▸ **TO DO**:
- 1) What average framework score did sustainability bonds get in the passage on green bond framework scores?
- 2) Carry on the passage about green bond framework scores, starting right after its final sentence.

▸ **PASSAGE**:
---*---
Highest average framework scores by sector came from utilities and electricity providers, while the lowest came from food and beverage, and tobacco.
Companies in sectors such as transportation, agriculture, banks and real estate had the lowest-rated frameworks, with the lowest score of 33 attracting a rating of 4. Factors contributing to low framework scores include scant project selection criteria, a lack of information on the delineation and management of projects, and the inclusion of large amounts of working capital or operating expenditures.
Going beyond the explanation of environmentally harmful companies issuing best-in-class labelled green bonds, it also speaks to a company’s transition strategy. A high-quality green or socially positive project is a key part of an overall improvement in the entity’s sustainability profile.
Green bond frameworks provide the best transparency
Use of proceeds instruments like green bonds had the highest average framework score of 76, owing to the criteria of financing environmentally positive activities and projects. They also made up the largest group among the 470 frameworks rated, reflecting their relative size of issuance within the GSSS space. Sustainability bonds were next, with an average score of 71 reflecting a mix of activities between green and social objectives.
---*---
[Data items]
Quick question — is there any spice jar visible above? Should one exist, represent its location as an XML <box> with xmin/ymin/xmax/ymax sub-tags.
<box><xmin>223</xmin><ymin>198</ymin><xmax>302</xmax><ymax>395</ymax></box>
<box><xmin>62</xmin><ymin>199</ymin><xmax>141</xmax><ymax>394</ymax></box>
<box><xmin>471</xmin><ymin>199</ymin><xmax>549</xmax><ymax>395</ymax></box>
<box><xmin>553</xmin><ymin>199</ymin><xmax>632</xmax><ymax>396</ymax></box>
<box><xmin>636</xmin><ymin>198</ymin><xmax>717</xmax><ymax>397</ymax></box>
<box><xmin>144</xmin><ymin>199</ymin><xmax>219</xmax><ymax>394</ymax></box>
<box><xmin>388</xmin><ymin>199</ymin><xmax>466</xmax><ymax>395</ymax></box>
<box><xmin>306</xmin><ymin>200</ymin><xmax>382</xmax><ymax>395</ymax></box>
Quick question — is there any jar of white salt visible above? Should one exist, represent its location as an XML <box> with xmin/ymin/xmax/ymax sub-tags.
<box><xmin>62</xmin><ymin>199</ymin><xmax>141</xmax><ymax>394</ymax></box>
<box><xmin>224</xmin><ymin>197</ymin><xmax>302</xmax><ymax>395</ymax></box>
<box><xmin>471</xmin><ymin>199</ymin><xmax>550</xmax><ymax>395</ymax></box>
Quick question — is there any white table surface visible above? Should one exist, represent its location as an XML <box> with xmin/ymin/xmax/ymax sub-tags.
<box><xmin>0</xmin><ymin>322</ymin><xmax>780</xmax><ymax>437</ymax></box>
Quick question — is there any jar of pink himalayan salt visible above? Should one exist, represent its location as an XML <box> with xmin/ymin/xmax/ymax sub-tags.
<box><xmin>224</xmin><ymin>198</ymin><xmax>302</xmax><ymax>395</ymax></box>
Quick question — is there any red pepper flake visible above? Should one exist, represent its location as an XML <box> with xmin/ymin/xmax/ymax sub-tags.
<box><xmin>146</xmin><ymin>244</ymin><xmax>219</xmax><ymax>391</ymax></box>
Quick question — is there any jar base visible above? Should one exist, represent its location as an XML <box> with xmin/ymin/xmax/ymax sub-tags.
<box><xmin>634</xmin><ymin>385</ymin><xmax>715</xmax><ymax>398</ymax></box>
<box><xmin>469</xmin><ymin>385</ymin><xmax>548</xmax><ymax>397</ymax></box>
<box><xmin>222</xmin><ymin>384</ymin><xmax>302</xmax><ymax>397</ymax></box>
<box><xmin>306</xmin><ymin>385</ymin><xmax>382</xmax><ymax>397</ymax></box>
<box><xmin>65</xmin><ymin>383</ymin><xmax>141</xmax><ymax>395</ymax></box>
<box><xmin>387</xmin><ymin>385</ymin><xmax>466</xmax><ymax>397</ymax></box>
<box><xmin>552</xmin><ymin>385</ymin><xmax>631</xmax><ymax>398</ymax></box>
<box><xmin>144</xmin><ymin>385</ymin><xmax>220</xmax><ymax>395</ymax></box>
---*---
▸ **EXPECTED ANSWERS**:
- 1) 71

- 2)
By sector, the largest sector among the green bonds rated (35%) was power and electricity distribution, with the vast majority financing renewable or low-carbon energy generation. This was followed by banks (23%), where proceeds typically went to green lending and financing activity.
As of the current writing there doesn’t seem to be an appreciable difference between the cost of debt at a corporate level, and for GSSS instruments, even those that are perfectly aligned to international best labelling practices. However, were this to happen, it could raise concerns about entities with lesser ESG ratings being able to issue higher rated instruments.
Sustainable Fitch was launched by the Fitch Group in 2021, as a new sustainability-focused analytics ecosystem, with the introduction of new ESG ratings products targeting GSSS investment products.